* [PAGE TEXT]
I'm using K-Fold Cross-validation to get the error rate of a SVM Classifier. This is the code with wich I'm getting the error rate for 8-Fold Cross-validation:
data = load('Entrenamiento.txt');
group = importdata('Grupos.txt');
CP = classperf(group);
N = length(group);
k = 8;
indices = crossvalind('KFold',N,k);
single_error = zeros(1,k);
for j = 1:k
test = (indices==j);
train = ~test;
SVMModel_1 = fitcsvm(data(train,:),group(train,:),'BoxConstraint',1,'KernelFunction','linear');
classification = predict(SVMModel_1,data(test,:));
classperf(CP,classification,test);
single_error(1,j) = CP.ErrorRate;
end
confusion_matrix = CP.CountingMatrix
VP = confusion_matrix(1,1);
FP = confusion_matrix(1,2);
FN = confusion_matrix(2,1);
VN = confusion_matrix(2,2);
mean_error = mean(single_error)
However, the mean_error
changes each time I run the script. This is due to crossvalind
, which generates random cross-validation indices, so each time I run the script, it generates different random indices.
What should I do to calculate the true error rate? Should I calculate the mean error rate of n
code executions? Or what value should I use?
You can check wiki,
and
So no worries about different error rates of randomly selecting folds.
Of course the results will be different.
However if your error rate is in wide range then increasing
k
would help.Also
rng
can be used to get fixed results.

* [DATA EXCERPTS]

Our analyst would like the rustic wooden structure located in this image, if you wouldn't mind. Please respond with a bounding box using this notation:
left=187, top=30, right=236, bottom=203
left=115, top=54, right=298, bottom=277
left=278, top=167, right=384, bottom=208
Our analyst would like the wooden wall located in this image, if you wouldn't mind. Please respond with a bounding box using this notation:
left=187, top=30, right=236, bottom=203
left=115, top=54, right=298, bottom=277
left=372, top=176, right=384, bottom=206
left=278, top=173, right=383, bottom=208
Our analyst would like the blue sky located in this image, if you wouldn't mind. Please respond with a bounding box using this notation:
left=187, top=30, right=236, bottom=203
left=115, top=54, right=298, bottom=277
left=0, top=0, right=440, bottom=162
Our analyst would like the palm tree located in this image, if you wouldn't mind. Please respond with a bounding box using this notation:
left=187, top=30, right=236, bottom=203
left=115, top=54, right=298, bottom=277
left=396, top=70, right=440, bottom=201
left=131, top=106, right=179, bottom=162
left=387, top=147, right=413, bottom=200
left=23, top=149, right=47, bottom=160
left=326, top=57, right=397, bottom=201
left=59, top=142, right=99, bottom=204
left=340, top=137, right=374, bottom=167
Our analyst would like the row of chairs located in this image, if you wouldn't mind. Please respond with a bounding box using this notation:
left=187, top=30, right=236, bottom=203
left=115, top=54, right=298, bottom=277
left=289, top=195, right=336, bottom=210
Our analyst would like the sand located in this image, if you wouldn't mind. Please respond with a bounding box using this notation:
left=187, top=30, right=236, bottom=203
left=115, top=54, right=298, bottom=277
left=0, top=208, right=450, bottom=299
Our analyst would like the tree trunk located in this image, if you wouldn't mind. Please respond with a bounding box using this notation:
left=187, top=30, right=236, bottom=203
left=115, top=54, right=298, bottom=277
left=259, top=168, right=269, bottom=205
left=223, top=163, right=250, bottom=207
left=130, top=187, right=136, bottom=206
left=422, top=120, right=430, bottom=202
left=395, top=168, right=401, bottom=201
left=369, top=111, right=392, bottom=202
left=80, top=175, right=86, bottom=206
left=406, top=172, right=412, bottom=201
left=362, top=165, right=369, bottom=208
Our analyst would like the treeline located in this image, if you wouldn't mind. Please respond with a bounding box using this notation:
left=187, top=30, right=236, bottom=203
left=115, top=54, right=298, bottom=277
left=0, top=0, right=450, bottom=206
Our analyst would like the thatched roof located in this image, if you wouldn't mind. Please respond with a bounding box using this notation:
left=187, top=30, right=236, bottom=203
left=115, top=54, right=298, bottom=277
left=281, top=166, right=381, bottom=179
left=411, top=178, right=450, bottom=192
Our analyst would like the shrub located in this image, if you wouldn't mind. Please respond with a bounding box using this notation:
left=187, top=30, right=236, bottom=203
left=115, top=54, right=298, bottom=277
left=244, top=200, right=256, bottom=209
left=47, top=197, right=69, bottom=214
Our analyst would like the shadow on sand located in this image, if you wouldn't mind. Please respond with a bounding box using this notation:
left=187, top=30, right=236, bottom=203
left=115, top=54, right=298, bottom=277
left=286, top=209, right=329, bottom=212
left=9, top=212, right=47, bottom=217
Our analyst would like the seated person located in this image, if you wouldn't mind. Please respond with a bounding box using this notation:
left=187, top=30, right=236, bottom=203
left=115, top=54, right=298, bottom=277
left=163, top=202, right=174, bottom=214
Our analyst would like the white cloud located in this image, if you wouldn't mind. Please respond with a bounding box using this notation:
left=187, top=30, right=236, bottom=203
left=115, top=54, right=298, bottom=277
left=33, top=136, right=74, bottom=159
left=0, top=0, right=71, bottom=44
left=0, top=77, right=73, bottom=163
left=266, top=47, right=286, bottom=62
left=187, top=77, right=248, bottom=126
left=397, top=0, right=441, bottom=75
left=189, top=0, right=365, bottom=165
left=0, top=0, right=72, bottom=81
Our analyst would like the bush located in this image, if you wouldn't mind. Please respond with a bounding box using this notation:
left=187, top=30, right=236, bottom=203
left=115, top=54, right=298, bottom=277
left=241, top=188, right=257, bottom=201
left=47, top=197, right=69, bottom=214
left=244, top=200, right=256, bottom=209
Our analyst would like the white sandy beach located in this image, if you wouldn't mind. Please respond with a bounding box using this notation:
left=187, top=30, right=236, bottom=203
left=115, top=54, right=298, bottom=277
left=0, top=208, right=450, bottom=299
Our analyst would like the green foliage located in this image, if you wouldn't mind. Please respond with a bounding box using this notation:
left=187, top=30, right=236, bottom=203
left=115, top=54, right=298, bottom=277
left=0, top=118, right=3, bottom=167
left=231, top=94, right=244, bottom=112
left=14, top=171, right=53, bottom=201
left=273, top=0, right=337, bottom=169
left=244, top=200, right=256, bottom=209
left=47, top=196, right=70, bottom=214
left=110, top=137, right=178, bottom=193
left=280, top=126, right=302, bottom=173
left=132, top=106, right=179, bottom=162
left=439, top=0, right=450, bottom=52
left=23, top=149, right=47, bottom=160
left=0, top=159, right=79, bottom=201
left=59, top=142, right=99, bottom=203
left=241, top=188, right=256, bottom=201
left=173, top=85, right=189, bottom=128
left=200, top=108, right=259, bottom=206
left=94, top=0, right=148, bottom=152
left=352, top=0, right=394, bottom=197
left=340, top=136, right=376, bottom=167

* [EXERCISE TASKS]
A - Quote the cross-validation thread word for word, everything from "However, the mean_error" down to "will be different.".
B - Name every variable in the cross-validation thread that is set from a single entry of confusion_matrix.
The data were gathered from a different source than the cross-validation thread.

* [EXERCISE ANSWERS]
A -
However, the mean_error
changes each time I run the script. This is due to crossvalind
, which generates random cross-validation indices, so each time I run the script, it generates different random indices.
What should I do to calculate the true error rate? Should I calculate the mean error rate of n
code executions? Or what value should I use?
You can check wiki,
and
So no worries about different error rates of randomly selecting folds.
Of course the results will be different.

B - VP, FP, FN, VN